** Provided data follows **
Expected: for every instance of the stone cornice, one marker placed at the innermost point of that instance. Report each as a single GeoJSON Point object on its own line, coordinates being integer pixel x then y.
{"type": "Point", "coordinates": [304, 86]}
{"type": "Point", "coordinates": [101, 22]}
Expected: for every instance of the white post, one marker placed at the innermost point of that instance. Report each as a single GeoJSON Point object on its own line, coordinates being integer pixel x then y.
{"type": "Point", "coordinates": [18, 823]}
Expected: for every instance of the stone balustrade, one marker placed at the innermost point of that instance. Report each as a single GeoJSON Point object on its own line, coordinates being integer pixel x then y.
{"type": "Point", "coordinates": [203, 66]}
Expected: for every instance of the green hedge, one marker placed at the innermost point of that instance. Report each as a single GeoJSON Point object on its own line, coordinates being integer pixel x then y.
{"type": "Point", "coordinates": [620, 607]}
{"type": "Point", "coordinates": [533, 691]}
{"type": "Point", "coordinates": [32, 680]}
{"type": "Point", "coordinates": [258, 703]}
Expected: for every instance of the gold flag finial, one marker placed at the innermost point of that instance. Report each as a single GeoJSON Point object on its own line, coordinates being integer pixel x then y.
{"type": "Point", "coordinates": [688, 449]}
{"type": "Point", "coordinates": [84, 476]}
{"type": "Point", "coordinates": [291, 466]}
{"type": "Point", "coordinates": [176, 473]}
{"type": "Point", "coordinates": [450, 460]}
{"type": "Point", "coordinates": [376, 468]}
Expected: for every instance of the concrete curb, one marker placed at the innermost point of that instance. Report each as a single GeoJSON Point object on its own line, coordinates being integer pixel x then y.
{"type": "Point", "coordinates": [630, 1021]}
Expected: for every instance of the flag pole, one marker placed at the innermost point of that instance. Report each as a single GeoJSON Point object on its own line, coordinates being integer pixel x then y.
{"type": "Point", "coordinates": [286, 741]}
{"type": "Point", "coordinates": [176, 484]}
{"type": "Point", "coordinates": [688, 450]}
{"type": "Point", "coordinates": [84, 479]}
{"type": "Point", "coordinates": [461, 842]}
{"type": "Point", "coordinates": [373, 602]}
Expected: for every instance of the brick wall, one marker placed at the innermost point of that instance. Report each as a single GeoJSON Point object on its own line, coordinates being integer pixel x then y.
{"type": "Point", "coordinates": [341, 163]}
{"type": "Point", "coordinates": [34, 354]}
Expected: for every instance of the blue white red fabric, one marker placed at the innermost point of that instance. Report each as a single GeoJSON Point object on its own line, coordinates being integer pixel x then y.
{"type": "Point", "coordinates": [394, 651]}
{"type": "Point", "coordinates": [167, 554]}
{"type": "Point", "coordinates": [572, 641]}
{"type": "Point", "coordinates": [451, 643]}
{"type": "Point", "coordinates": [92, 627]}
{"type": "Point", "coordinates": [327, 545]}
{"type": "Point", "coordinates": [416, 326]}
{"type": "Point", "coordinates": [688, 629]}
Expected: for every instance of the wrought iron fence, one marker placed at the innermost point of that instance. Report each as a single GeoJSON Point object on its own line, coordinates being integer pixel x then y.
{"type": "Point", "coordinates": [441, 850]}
** End of Provided data **
Prompt: An exact repetition of all the records above is required.

Result of this task:
Expected: for every instance of the stone cornice, one marker placed at the innermost point of that instance. Report each as a single GeoJSON Point object on its own line, coordinates being integer pixel x then y.
{"type": "Point", "coordinates": [304, 86]}
{"type": "Point", "coordinates": [101, 22]}
Expected: for every instance of the white post, one marker placed at the innermost point of that instance. Report each as a single GeoJSON Point object on its own line, coordinates being integer pixel x then y.
{"type": "Point", "coordinates": [18, 823]}
Expected: for every instance of the stone balustrade, one marker placed at the innermost point of that instance. Report each as a single GeoJSON Point object on its own line, coordinates being integer pixel x then y.
{"type": "Point", "coordinates": [203, 66]}
Expected: for every instance of the green hedge, one marker placed at the innermost point of that instance. Report each as a single GeoJSON Point object on its own line, coordinates being integer pixel x then y.
{"type": "Point", "coordinates": [620, 607]}
{"type": "Point", "coordinates": [533, 691]}
{"type": "Point", "coordinates": [32, 680]}
{"type": "Point", "coordinates": [258, 703]}
Expected: for every instance of the gold flag finial, one marker placed at the innermost point of that instance. Report each as a single GeoJSON Point object on its own line, coordinates being integer pixel x then y.
{"type": "Point", "coordinates": [688, 449]}
{"type": "Point", "coordinates": [84, 476]}
{"type": "Point", "coordinates": [291, 466]}
{"type": "Point", "coordinates": [176, 473]}
{"type": "Point", "coordinates": [450, 460]}
{"type": "Point", "coordinates": [376, 468]}
Expected: for every instance of the concrete curb, one marker placed at the innermost point of that instance. Report each as a single GeoJSON Point object on its own line, coordinates being integer pixel x then y.
{"type": "Point", "coordinates": [630, 1021]}
Expected: for every instance of the flag pole, one marker placed at the innermost point of that instance. Report each as a single GeoJSON Point object on its own line, coordinates being integer pixel x then y.
{"type": "Point", "coordinates": [286, 741]}
{"type": "Point", "coordinates": [176, 484]}
{"type": "Point", "coordinates": [688, 450]}
{"type": "Point", "coordinates": [84, 479]}
{"type": "Point", "coordinates": [461, 842]}
{"type": "Point", "coordinates": [373, 602]}
Expected: for every instance of the brick wall, one marker placed at the innermost point of that instance. Report each as a single GeoJSON Point object on its own line, coordinates being integer pixel x then y.
{"type": "Point", "coordinates": [341, 163]}
{"type": "Point", "coordinates": [34, 354]}
Expected: for every instance of the blue white red fabric, one marker placed at the innermost point of that instance. Report each as a single GeoJSON Point object on its own line, coordinates being integer pixel x then y.
{"type": "Point", "coordinates": [394, 651]}
{"type": "Point", "coordinates": [167, 554]}
{"type": "Point", "coordinates": [572, 641]}
{"type": "Point", "coordinates": [451, 643]}
{"type": "Point", "coordinates": [92, 627]}
{"type": "Point", "coordinates": [327, 545]}
{"type": "Point", "coordinates": [416, 326]}
{"type": "Point", "coordinates": [688, 629]}
Expected: for every instance of the wrought iron fence, one marker placed at the innermost point of that instance. Report each as a single GeoJSON Point object on its own line, coordinates being integer pixel x then y.
{"type": "Point", "coordinates": [441, 850]}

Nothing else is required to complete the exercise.